_SET PROBLEM 1_:
In the forum post, what can the user-defined DWORD variable hold?

_SUPPLIED TEXT_:
━━━━━━━━

This much I have digested so far, the tree structure you are using looks like it is very fast. The one I used in the uwords example is actually designed for another purpose and has a matching retreival algo that tests words already in the tree. It is a lot faster with sorted order entries, both writing and reading the table and I need it that way for its original purpose of being able to stack a tree with a set of keywords and dump the user defined words onto it later. It takes a user defined DWORD variable which can either be an ID number or a pointer to other data stored elsewhere.
Hutch,
sorry for the problem, Wednesday is a bad day for me!
I've replaced the above attachment with a working version which shows times and the word list and includes the exe file.
Although I just use a straightforward sort to get the alphabetic list there is a much quicker way as the data is stored in an alphabetically organised linked list anyway so the list could be scanned to extract the data a lot more quickly, but that would take a bit more programming effort.
<<the tree structure you are using looks like it is very fast>>
The tree structure used is the fastest I could think of!
Possible improvements to the code to make it faster include:
1)Extracting words from the tree properly by scanning instead of sorting the whole tree.
2)Changing all the "if..then..else" structures in the main loop to a single jump table.
3)Using a separate thread to read in the file so I can start processing while the file is loading.
4)Maybe processing the file in cache sized chunks so the data is always in cache when I need it.
5)Using ASM!
I might get around to doing those to see how fast I can really get it,
Paul.

━━━━━━━━

_EXERCISE INPUTS_:
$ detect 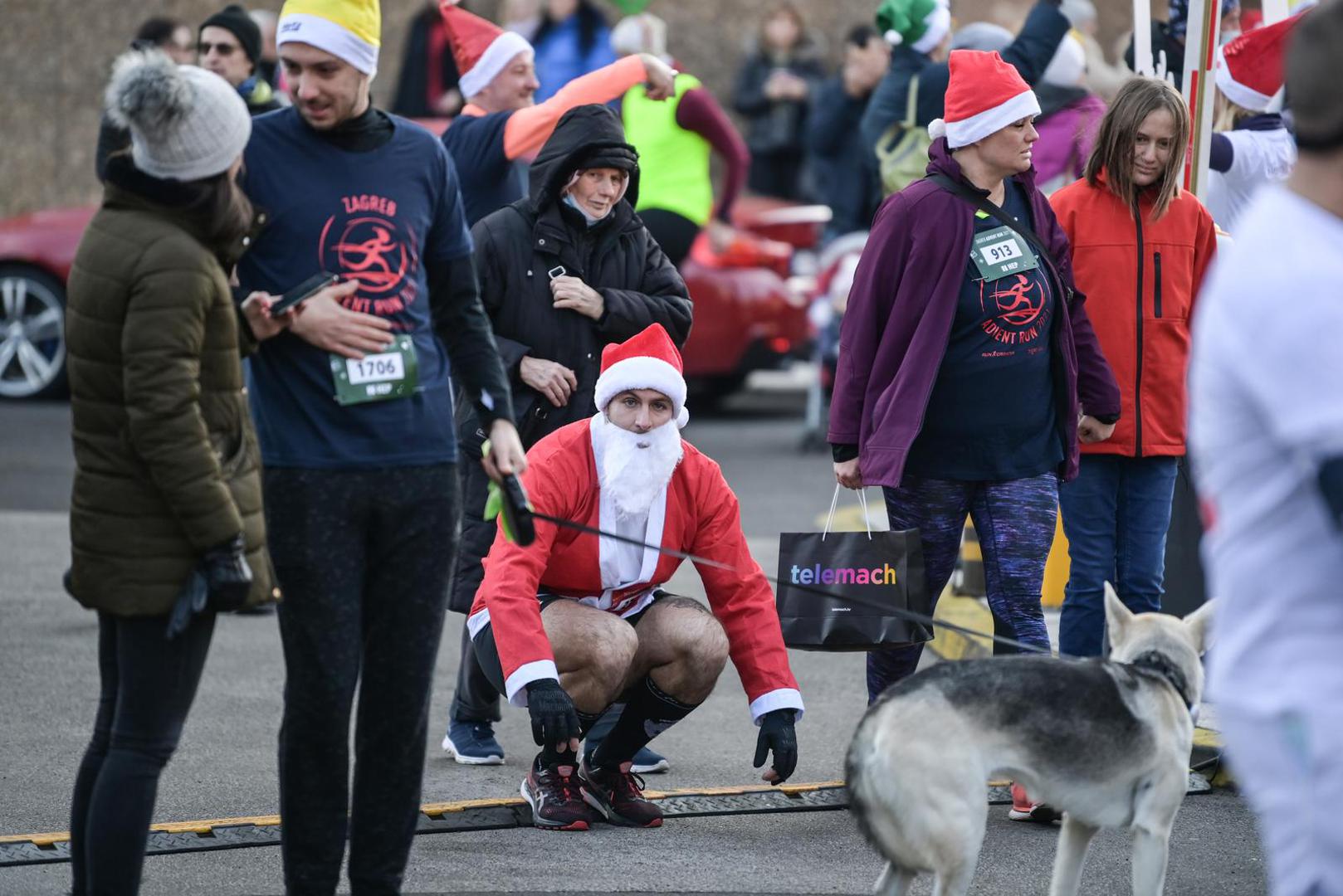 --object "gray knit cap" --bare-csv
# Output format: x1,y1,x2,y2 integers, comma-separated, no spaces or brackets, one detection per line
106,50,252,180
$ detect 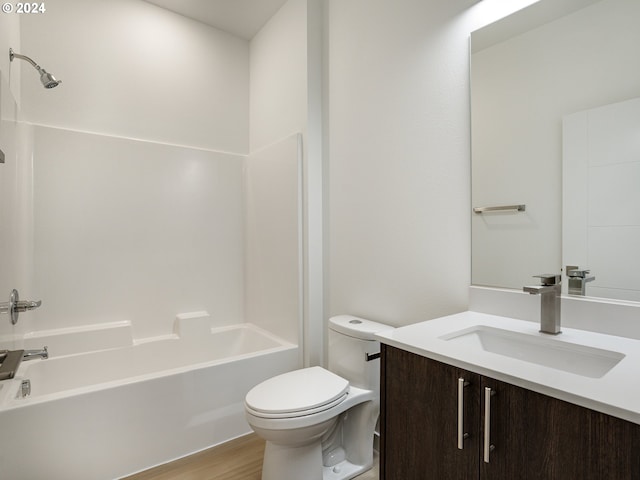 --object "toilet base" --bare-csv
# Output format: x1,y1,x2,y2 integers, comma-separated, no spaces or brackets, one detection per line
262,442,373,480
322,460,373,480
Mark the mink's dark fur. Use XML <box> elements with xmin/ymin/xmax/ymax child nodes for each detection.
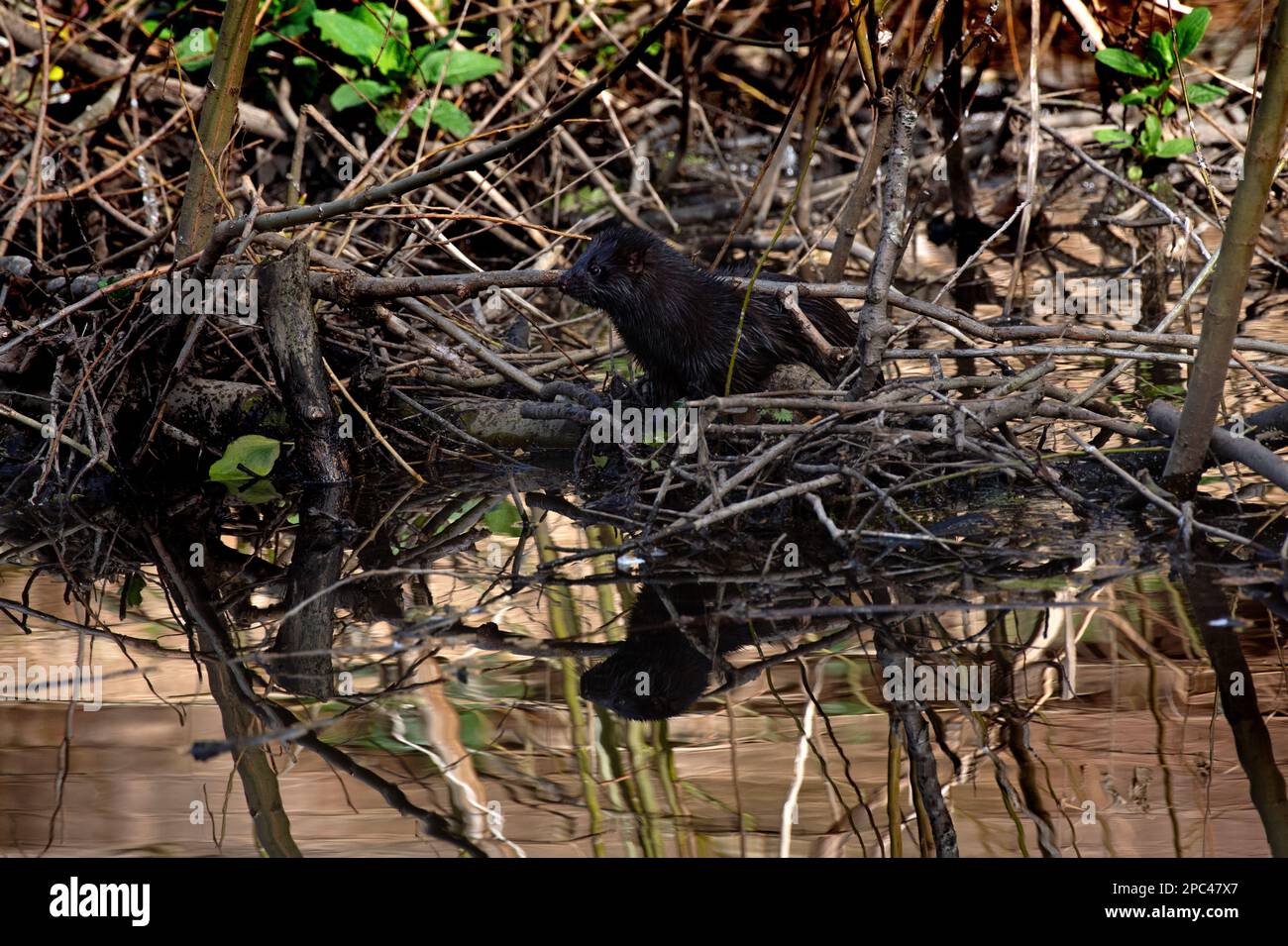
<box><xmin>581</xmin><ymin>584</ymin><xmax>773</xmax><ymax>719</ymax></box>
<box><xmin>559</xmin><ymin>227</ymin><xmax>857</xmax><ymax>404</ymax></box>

━━━━━━━━

_SET PROBLEM 2_:
Extract everything in the entries from the line containing "Mark the mink's" down to the end of the entries, with the pictures left out.

_REPLY 1_:
It can hold either an ID number or a pointer to other data stored elsewhere.

_REPLY 2_:
Mark the mink's dark fur. Use XML <box> elements with xmin/ymin/xmax/ymax child nodes for each detection.
<box><xmin>581</xmin><ymin>584</ymin><xmax>773</xmax><ymax>719</ymax></box>
<box><xmin>559</xmin><ymin>227</ymin><xmax>857</xmax><ymax>404</ymax></box>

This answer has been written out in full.